**Stated exercise:**
Copy out, word for word, the stretch of the records below from the line containing "In this exercise you will locate the grass" through the end of the records.

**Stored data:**
+--

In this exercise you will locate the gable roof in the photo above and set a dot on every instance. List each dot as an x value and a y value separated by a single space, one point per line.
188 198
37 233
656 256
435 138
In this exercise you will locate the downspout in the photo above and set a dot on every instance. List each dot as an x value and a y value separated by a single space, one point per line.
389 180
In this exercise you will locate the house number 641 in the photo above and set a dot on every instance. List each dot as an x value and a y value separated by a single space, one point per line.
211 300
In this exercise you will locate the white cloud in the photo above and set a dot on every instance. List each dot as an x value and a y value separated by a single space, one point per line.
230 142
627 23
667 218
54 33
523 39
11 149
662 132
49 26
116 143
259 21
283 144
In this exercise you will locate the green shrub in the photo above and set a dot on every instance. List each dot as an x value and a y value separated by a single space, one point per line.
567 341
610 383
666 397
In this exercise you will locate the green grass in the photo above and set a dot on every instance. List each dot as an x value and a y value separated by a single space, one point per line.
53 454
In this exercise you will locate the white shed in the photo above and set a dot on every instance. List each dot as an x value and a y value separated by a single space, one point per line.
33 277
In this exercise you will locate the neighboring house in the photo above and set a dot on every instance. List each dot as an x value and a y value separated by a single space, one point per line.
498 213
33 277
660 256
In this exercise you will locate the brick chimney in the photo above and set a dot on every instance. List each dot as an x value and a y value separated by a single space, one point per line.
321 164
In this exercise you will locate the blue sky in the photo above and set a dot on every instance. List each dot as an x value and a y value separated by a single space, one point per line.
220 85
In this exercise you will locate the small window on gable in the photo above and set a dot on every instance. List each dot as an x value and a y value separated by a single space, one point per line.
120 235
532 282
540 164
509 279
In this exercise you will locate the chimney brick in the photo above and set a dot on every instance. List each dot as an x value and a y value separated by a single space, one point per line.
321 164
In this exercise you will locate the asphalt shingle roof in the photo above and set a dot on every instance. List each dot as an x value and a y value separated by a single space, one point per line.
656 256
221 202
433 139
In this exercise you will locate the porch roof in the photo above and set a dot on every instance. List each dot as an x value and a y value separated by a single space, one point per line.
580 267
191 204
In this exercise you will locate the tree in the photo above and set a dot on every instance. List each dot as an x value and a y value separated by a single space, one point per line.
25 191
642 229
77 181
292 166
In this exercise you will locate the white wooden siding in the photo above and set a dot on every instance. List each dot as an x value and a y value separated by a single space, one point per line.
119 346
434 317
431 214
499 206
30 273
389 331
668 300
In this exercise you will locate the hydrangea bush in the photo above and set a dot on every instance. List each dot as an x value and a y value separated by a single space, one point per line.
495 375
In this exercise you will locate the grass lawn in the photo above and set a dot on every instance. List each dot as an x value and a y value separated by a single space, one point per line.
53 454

+--

**Response to this task:**
In this exercise you will locate the grass lawn in the photo above and set a dot on every instance. List each dot as an x value and a y value separated by a single space, one point per line.
53 454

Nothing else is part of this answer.